* Activity *
Hunt for the word "horse" across the entries below, copying each line that holds it.

* Records *
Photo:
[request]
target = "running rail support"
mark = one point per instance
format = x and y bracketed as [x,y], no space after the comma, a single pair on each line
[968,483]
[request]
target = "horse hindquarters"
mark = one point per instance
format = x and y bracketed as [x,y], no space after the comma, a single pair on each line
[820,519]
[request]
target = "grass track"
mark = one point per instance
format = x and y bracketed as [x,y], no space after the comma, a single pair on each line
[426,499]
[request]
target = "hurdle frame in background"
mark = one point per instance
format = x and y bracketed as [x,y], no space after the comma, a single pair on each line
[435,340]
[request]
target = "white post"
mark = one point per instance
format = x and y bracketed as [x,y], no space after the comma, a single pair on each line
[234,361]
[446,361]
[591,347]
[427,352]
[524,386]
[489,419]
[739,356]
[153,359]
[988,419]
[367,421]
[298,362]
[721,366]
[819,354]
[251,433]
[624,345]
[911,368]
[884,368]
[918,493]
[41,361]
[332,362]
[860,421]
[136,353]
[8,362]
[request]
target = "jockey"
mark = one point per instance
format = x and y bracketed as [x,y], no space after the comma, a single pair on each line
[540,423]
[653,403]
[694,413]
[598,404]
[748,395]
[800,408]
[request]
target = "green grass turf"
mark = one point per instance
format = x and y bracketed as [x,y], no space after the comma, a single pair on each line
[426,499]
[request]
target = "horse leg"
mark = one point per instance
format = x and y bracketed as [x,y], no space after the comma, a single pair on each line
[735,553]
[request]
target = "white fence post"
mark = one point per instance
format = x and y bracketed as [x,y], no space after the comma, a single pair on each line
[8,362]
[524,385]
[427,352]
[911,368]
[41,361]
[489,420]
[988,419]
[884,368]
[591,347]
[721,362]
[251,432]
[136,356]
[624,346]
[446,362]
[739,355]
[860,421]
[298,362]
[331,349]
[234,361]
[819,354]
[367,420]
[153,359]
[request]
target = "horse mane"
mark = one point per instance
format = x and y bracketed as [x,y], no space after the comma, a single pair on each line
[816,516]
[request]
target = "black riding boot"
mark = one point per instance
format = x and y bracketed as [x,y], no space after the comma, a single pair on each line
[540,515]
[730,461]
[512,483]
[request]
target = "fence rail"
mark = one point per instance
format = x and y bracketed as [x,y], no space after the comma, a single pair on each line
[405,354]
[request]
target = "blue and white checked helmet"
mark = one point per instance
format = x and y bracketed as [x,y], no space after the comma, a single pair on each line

* Task result *
target = "horse hindquarters"
target = "horse leg"
target = "horse mane"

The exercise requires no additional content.